* start *

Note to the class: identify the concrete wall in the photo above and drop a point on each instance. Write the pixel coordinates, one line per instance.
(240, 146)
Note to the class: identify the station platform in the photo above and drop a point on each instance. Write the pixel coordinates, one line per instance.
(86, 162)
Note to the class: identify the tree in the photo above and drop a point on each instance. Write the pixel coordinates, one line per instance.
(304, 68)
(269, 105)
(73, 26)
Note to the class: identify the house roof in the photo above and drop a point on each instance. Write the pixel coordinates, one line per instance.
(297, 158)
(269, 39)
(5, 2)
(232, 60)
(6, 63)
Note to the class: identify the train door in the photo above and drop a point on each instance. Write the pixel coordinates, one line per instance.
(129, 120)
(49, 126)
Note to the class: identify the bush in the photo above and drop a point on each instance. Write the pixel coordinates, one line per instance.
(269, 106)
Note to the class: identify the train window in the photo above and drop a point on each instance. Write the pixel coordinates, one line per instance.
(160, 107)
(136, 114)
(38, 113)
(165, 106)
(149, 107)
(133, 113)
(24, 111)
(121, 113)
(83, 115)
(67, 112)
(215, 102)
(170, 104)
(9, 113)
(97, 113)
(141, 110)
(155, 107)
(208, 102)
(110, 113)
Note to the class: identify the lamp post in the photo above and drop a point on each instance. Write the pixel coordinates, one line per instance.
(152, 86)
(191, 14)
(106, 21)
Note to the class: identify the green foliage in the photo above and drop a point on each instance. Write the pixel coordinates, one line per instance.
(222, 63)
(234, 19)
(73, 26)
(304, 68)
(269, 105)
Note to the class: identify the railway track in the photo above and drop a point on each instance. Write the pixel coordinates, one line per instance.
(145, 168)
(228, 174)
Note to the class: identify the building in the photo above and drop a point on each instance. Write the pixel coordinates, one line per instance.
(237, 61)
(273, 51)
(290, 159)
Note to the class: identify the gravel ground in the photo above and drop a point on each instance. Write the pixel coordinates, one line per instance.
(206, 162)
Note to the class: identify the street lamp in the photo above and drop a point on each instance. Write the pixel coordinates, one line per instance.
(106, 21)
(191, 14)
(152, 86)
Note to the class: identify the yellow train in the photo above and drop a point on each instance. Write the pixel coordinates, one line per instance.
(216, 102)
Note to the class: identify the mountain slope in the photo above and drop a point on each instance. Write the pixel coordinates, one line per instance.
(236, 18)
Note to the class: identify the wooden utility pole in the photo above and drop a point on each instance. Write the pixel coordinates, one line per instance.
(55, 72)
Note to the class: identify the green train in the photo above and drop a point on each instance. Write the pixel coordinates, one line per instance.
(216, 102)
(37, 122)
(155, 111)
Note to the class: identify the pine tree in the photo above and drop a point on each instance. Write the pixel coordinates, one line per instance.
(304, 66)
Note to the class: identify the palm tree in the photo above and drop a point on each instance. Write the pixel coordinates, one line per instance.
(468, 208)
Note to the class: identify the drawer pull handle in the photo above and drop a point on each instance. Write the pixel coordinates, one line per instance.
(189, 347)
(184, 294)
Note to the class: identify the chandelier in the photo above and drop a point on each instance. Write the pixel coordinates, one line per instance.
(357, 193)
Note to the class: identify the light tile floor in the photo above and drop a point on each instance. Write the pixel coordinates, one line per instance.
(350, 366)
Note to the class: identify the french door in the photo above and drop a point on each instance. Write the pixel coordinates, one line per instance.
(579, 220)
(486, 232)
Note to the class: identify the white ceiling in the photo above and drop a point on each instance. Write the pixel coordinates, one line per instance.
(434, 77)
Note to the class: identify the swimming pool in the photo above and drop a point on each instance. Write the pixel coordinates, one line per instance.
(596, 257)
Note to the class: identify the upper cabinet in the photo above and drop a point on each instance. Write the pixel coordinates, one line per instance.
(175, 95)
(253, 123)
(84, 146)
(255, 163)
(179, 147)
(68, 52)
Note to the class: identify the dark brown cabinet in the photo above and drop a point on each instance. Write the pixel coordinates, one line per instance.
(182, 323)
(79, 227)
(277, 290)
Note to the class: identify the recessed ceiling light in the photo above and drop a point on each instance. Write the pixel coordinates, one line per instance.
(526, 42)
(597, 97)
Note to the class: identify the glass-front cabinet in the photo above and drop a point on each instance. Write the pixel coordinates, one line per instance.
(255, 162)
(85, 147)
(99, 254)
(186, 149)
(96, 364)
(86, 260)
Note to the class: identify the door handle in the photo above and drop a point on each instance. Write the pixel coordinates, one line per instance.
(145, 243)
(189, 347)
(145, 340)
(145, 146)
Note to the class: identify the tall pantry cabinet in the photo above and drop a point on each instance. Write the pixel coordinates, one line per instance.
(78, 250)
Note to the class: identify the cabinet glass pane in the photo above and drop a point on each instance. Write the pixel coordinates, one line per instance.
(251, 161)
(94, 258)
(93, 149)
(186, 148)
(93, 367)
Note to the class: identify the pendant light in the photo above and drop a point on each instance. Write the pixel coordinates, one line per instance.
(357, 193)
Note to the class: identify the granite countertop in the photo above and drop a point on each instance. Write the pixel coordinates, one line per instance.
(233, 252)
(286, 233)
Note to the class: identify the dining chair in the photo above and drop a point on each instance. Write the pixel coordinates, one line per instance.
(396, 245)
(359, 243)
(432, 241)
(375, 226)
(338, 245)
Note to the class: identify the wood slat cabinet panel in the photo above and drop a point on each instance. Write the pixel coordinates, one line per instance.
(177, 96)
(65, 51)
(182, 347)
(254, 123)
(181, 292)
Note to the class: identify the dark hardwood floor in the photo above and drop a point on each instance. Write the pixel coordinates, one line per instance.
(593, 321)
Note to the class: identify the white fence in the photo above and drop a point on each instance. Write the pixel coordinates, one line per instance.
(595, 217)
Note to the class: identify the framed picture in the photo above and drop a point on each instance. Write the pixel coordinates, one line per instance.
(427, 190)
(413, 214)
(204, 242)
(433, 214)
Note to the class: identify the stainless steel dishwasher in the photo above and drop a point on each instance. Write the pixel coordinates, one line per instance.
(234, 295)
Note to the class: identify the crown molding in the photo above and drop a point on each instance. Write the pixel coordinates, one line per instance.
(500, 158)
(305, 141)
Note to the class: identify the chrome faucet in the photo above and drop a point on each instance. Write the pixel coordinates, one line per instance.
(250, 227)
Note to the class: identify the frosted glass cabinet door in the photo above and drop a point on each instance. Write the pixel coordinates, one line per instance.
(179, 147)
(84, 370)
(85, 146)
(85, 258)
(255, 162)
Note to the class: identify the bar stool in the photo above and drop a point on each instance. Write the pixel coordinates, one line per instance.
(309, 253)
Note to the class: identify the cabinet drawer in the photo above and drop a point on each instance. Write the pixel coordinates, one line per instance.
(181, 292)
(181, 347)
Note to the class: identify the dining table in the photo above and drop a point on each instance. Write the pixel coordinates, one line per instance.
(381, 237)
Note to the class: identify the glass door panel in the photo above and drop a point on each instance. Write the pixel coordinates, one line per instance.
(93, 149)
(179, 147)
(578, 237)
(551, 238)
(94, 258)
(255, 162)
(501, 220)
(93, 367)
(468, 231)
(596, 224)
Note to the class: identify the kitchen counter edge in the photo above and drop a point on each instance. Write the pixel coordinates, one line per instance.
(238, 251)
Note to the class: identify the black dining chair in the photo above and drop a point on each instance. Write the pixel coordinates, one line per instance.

* end *

Can you copy the entire listing above word for word, keeping every line unchanged and in its original order?

Note to the class: identify the concrete wall in the photo above and drop a point on each instance. Write the pixel coordinates, one line per instance.
(240, 146)
Note to the class: identify the station platform in the photo above and drop a point on each instance. Write the pixel coordinates, one line per instance.
(86, 162)
Note to the class: identify the tree in the photo above and drop a point on each instance. Write the pixel coordinates, one line per instance.
(304, 68)
(269, 105)
(73, 26)
Note to the class: identify the house roof in the photo above and drop a point on each instance. Write the pixel coordinates, one line per instance.
(297, 158)
(269, 39)
(5, 2)
(232, 60)
(6, 63)
Note to the class: identify the train door in the photo above and drop a point on each instance. Write the pixel coordinates, one line per instance.
(129, 120)
(49, 126)
Note to the class: identify the bush in the photo above and drop a point on each instance. Write the pixel coordinates, one line per instance.
(269, 106)
Note to the class: identify the train window in the photo above and drop a point on each instance. Write the pixel coordinates, one line per instance.
(160, 107)
(136, 114)
(38, 113)
(165, 106)
(149, 107)
(133, 113)
(24, 111)
(121, 113)
(83, 115)
(67, 112)
(215, 102)
(170, 104)
(9, 113)
(97, 113)
(141, 110)
(155, 107)
(208, 102)
(110, 113)
Note to the class: identify the lamp post in the photo above and drop a point on each instance. Write the pixel coordinates, one line per instance.
(152, 86)
(191, 14)
(106, 21)
Note to the class: identify the green foliage in the photo above and drop a point on each instance. Write the pixel coordinates, one line per instance.
(222, 63)
(234, 19)
(73, 26)
(304, 68)
(269, 105)
Note to the class: identify the railway track in the photo above and drop a point on each instance. Write the pixel coordinates, one line per instance.
(145, 168)
(228, 174)
Note to the class: identify the building in the photo above and drop a point on each instance. Write the pixel coordinates, one line per instance.
(237, 61)
(273, 51)
(290, 159)
Note to the class: identify the gravel ground in the photo above and drop a point on each instance. Write the pixel coordinates, one line per instance.
(206, 162)
Note to the class: identify the street lamp in the photo above and drop a point on each instance. Write the pixel coordinates, one line per instance.
(106, 21)
(191, 14)
(152, 86)
Note to the class: identify the yellow train in the photo above and drop a point on each instance. Write the pixel coordinates, one line per instance.
(216, 102)
Note to the class: identify the mountain slope in the photo above and drop a point on each instance. Write the pixel coordinates, one line per instance.
(236, 18)
Note to the class: identify the wooden utility pole in the photo above and drop a point on each instance. Write the pixel coordinates, one line per instance.
(55, 72)
Note to the class: identify the green train in the photo above and drop a point on each instance. Write the pixel coordinates, one line per instance.
(216, 102)
(37, 122)
(155, 111)
Note to the class: identify the pine tree in the photo above and drop a point on each instance. Write the pixel coordinates, one line per instance.
(304, 66)
Note to the class: identify the palm tree in the photo above and drop a point on each instance. Write the pixel coordinates, one line per instance.
(468, 208)
Note to the class: identify the drawer pull handle in the photo above and drop a point on each instance. Write the pixel coordinates, one line per instance.
(189, 347)
(184, 294)
Note to the class: identify the chandelier in the photo above and drop a point on each instance. Write the pixel coordinates, one line per instance.
(357, 193)
Note to the class: identify the light tile floor in the photo above and drop a point on each instance. Write the pixel coordinates, one line per instance.
(350, 366)
Note to the class: identify the french door in the photo above and drop a point on each instance. Write the pixel coordinates, one line per instance.
(579, 220)
(486, 232)
Note to the class: identify the white ceiling in the photo above and drop a point on each instance. Write the pixel coordinates, one line per instance.
(434, 77)
Note to the class: identify the swimming pool in the photo above and drop a point on each instance. Write the pixel coordinates, one line per instance.
(596, 257)
Note to the class: identify the upper cabinet in the photo above and drop a point on each instance. Write the pixel coordinates, one line per instance.
(175, 95)
(253, 123)
(84, 146)
(255, 163)
(179, 147)
(68, 52)
Note to the class: identify the dark brown cabinet in the photo above and drop a point on each instance. Write the pixel coordinates, one line per instance.
(182, 323)
(79, 227)
(277, 290)
Note to the class: identify the recessed ceiling light in the photo above and drop a point on each instance. Write the pixel coordinates, one line per instance.
(526, 42)
(597, 97)
Note to the class: identify the glass-front cabinet in the photo above and drop a point on each instance. Write the pixel coordinates, one line per instance.
(255, 162)
(85, 147)
(99, 254)
(186, 149)
(96, 364)
(86, 260)
Note to the class: identify the door handle in the photo above and drop a point on each instance. Write the pixel coordinates, one line per instance.
(145, 243)
(189, 347)
(145, 340)
(145, 146)
Note to the class: identify the tall pantry cabinet in the photo above and drop a point on each instance. Write the pixel coordinates, one line per instance.
(78, 250)
Note to the class: identify the cabinet glass pane in the photo above and drop a point on each instance. Write the pixel coordinates, one line per instance.
(251, 161)
(94, 258)
(93, 149)
(186, 148)
(93, 367)
Note to the class: identify the pendant light in the photo above and drop a point on each instance. Write the pixel coordinates, one line per instance.
(357, 193)
Note to the class: identify the granite countertop in the photo above and drop a point on each instance. Write the pixel coordinates, one line per instance.
(233, 252)
(286, 233)
Note to the class: identify the dining chair in the photo above and drop a point on each instance. Write the pixel coordinates, one line per instance.
(396, 245)
(359, 243)
(432, 241)
(375, 226)
(338, 245)
Note to the class: identify the wood slat cabinet panel in the photo above and drop a point on each instance. Write the pixel coordinates, one line per instance.
(177, 96)
(65, 51)
(182, 347)
(254, 123)
(181, 292)
Note to the class: identify the dark hardwood floor in the photo above and drop a point on each instance. Write the pixel coordinates, one line per instance.
(593, 321)
Note to the class: identify the white fence in the photo above and drop a point on each instance. Write the pixel coordinates, one line per instance.
(595, 217)
Note to the class: identify the framed picture in the photo above and drop a point on each instance. Write the pixel coordinates, one line per instance.
(427, 190)
(413, 214)
(204, 242)
(433, 214)
Note to the class: identify the stainless steel dishwasher in the photo above and drop a point on each instance. Write the pixel coordinates, one line per instance.
(234, 295)
Note to the class: identify the crown molding in the photo above and drop a point on each instance. Write the pixel coordinates, one line per instance.
(500, 158)
(305, 141)
Note to the class: identify the chrome faucet in the photo above and drop a point on each instance. Write the pixel coordinates, one line per instance.
(250, 227)
Note to the class: identify the frosted glass cabinet door in the photo above and drop a point on each instance. Write the pixel coordinates, one line per instance.
(179, 147)
(84, 370)
(85, 146)
(85, 258)
(255, 162)
Note to the class: identify the bar stool in the photo above and drop a point on each instance. Write the pixel coordinates, one line per instance.
(309, 253)
Note to the class: identify the cabinet drawer in the photo above and drop a point on each instance. Write the pixel coordinates, one line per instance.
(181, 292)
(181, 347)
Note to the class: identify the dining table in the photo above and drop a point on each instance. Write the pixel coordinates, one line per instance.
(381, 237)
Note to the class: identify the glass door panel in the photo above and drop a point on each instance. Write the pixel coordinates, one line per instance.
(93, 149)
(179, 147)
(578, 237)
(551, 238)
(94, 258)
(255, 162)
(501, 220)
(93, 367)
(468, 231)
(596, 224)
Note to the class: identify the kitchen counter edge in the photo above and drop a point on each instance. Write the pixel coordinates, one line per instance.
(238, 251)
Note to the class: identify the black dining chair in the photo above and drop a point on each instance. Write the pixel coordinates, one line per instance.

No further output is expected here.